ASSIGNED TASK:
What lines below hold the string "every"? Copy them all.

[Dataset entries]
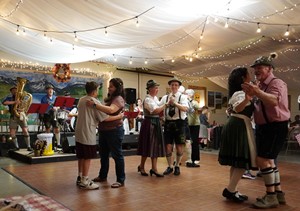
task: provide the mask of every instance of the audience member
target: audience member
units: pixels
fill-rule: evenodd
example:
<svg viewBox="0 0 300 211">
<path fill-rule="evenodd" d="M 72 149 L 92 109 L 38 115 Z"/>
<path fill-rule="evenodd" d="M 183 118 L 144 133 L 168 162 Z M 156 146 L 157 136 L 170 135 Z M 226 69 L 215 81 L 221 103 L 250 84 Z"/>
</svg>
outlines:
<svg viewBox="0 0 300 211">
<path fill-rule="evenodd" d="M 200 150 L 199 150 L 199 130 L 200 130 L 200 118 L 199 109 L 200 105 L 198 101 L 194 99 L 195 91 L 193 89 L 187 89 L 185 93 L 189 100 L 189 110 L 187 112 L 188 126 L 191 135 L 191 161 L 186 163 L 187 167 L 200 167 L 196 164 L 196 161 L 200 161 Z"/>
<path fill-rule="evenodd" d="M 200 131 L 199 131 L 199 139 L 203 149 L 207 149 L 208 141 L 209 141 L 209 133 L 208 128 L 210 127 L 210 112 L 207 106 L 202 107 L 202 112 L 200 114 Z"/>
<path fill-rule="evenodd" d="M 137 117 L 135 118 L 135 131 L 138 132 L 141 128 L 141 124 L 144 120 L 144 111 L 143 111 L 143 101 L 141 98 L 136 99 L 134 112 L 138 112 Z"/>
</svg>

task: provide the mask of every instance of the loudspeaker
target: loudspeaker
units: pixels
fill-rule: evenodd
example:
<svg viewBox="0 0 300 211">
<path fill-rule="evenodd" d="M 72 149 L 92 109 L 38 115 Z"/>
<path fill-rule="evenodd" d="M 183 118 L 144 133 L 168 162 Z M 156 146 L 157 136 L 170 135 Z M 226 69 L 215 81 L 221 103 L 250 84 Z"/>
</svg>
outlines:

EXERCISE RESPONSE:
task: provide the mask of every instance of the audience member
task: provide the mask of every instance of the loudspeaker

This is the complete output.